RECORDS PROVIDED.
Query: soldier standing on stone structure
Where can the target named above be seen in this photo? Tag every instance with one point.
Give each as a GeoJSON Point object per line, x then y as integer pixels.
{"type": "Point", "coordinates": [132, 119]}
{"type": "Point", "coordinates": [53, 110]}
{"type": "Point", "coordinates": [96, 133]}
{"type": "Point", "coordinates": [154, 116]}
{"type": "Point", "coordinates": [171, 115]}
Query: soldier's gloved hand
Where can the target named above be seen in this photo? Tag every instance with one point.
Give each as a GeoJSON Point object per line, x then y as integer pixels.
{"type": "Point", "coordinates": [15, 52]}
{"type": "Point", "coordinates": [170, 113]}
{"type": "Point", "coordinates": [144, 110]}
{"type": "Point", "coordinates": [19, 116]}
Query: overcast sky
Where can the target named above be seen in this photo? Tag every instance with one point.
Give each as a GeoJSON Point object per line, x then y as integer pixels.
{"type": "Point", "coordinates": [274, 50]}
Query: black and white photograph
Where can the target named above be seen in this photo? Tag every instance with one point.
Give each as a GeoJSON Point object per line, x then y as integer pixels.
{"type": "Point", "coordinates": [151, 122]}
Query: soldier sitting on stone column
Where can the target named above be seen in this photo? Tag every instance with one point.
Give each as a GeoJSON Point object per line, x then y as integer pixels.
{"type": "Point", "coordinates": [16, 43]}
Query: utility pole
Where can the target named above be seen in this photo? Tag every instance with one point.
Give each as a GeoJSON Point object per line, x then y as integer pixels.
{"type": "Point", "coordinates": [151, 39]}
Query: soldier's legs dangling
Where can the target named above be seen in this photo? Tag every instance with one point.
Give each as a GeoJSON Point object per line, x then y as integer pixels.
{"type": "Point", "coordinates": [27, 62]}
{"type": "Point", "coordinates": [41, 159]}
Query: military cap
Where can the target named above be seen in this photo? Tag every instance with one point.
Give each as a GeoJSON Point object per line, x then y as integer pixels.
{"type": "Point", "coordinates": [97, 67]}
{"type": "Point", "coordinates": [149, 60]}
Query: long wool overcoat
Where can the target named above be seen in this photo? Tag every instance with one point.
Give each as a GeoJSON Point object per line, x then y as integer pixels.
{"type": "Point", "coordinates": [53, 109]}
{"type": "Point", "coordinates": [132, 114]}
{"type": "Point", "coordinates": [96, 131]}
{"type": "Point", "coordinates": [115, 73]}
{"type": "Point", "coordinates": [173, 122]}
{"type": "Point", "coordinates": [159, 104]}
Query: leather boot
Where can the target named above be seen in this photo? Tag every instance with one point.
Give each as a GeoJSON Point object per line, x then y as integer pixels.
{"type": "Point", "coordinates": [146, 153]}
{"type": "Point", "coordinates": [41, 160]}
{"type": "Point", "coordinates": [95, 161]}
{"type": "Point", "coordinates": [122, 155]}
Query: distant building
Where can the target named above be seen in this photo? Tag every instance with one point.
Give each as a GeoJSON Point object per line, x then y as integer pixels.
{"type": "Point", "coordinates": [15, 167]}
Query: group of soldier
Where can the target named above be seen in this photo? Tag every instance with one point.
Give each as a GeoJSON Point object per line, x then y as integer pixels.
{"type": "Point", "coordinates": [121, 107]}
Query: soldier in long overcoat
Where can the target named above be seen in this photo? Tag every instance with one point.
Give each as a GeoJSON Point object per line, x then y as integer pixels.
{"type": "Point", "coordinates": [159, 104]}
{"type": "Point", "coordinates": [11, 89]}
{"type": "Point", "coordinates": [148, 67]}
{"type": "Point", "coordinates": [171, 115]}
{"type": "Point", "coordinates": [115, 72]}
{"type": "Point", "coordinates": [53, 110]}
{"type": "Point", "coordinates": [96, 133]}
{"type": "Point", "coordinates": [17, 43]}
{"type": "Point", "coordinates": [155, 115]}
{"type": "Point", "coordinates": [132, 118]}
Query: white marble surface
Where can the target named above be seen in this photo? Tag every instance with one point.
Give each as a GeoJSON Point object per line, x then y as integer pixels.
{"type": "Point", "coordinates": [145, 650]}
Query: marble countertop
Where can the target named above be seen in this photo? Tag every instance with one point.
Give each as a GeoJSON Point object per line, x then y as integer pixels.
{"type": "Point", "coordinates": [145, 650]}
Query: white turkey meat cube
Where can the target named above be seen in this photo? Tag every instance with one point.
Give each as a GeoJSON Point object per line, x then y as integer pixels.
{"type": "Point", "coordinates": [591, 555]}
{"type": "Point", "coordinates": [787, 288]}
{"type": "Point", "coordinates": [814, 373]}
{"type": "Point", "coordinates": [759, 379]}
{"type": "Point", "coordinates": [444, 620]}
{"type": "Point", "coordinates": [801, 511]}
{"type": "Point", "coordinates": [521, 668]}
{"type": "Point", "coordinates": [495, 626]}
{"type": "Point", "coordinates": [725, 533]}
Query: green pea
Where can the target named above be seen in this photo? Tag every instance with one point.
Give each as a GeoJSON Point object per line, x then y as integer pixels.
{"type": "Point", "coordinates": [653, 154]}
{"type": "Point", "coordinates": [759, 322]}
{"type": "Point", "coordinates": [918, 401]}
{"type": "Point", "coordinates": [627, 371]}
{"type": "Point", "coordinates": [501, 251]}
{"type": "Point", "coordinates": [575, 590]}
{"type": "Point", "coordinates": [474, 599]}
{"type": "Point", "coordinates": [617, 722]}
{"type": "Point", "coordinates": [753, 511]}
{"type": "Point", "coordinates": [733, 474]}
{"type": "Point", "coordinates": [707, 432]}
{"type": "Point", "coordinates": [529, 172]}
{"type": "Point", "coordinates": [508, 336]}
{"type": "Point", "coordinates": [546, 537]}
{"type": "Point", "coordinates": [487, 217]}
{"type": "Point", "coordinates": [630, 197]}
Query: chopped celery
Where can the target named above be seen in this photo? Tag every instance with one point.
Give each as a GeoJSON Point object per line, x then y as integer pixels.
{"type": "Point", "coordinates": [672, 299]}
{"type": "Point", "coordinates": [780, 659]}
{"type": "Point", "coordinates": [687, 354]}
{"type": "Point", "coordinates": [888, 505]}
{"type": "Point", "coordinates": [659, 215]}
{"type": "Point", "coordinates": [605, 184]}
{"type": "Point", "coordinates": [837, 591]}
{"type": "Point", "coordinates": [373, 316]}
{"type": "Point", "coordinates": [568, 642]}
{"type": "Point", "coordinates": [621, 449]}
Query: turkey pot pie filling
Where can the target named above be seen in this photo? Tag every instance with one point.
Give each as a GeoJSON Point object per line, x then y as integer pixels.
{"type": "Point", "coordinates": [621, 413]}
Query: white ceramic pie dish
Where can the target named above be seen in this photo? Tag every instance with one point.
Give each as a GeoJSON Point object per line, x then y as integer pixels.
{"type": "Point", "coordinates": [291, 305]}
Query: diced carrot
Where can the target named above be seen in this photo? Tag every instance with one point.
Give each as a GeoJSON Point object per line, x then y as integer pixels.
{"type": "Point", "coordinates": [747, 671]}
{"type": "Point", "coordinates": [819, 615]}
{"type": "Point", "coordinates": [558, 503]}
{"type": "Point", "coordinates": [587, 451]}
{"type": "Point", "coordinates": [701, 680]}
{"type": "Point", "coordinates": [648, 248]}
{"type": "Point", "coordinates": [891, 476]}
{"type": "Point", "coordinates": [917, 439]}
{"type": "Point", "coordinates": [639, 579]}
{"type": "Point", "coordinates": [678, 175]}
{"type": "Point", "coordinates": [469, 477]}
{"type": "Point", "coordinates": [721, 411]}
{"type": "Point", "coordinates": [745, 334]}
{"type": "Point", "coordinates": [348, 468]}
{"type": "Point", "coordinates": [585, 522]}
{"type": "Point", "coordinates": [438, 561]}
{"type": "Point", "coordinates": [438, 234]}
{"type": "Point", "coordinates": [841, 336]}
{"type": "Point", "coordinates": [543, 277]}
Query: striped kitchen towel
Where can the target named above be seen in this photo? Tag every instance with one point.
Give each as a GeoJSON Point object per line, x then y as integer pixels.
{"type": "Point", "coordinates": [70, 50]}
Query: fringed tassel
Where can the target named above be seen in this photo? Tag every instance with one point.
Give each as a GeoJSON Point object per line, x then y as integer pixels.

EXERCISE DIRECTIONS. The required output is the span of lines from the one containing "Query: turkey pot pie filling" to the last line, reproduced character for character.

ANSWER TO THE EXERCISE.
Query: turkey pot pie filling
Where can the target named above be seen in this photo? Tag every instance with one point.
Give each as a GeoJSON Point object per line, x then y as integer pixels.
{"type": "Point", "coordinates": [621, 413]}
Query: white ceramic pie dish
Where can the target named above be seen in this photo? Tag every instance with one point.
Give each as a GeoJSON Point object per line, x then y as integer pixels.
{"type": "Point", "coordinates": [291, 305]}
Query: diced carrot
Where can the target named above be seen in this photo? Tag every instance with one point.
Give each as a GeoJSON Point object per line, x then y as integer pixels.
{"type": "Point", "coordinates": [747, 671]}
{"type": "Point", "coordinates": [819, 615]}
{"type": "Point", "coordinates": [558, 503]}
{"type": "Point", "coordinates": [587, 451]}
{"type": "Point", "coordinates": [701, 680]}
{"type": "Point", "coordinates": [648, 248]}
{"type": "Point", "coordinates": [891, 476]}
{"type": "Point", "coordinates": [917, 439]}
{"type": "Point", "coordinates": [639, 579]}
{"type": "Point", "coordinates": [678, 175]}
{"type": "Point", "coordinates": [469, 477]}
{"type": "Point", "coordinates": [721, 411]}
{"type": "Point", "coordinates": [745, 334]}
{"type": "Point", "coordinates": [348, 468]}
{"type": "Point", "coordinates": [585, 522]}
{"type": "Point", "coordinates": [438, 561]}
{"type": "Point", "coordinates": [438, 234]}
{"type": "Point", "coordinates": [841, 336]}
{"type": "Point", "coordinates": [543, 277]}
Query: striped kitchen towel
Where can the target named above be seen in this photo? Tag every instance with one point.
Give each as a GeoJSON Point object per line, x then y as integer pixels.
{"type": "Point", "coordinates": [70, 50]}
Query: fringed tassel
Where can the target named above be seen in this photo? Tag every instance with one point.
Give each as a GeoJSON Point object per line, x then y as integer pixels.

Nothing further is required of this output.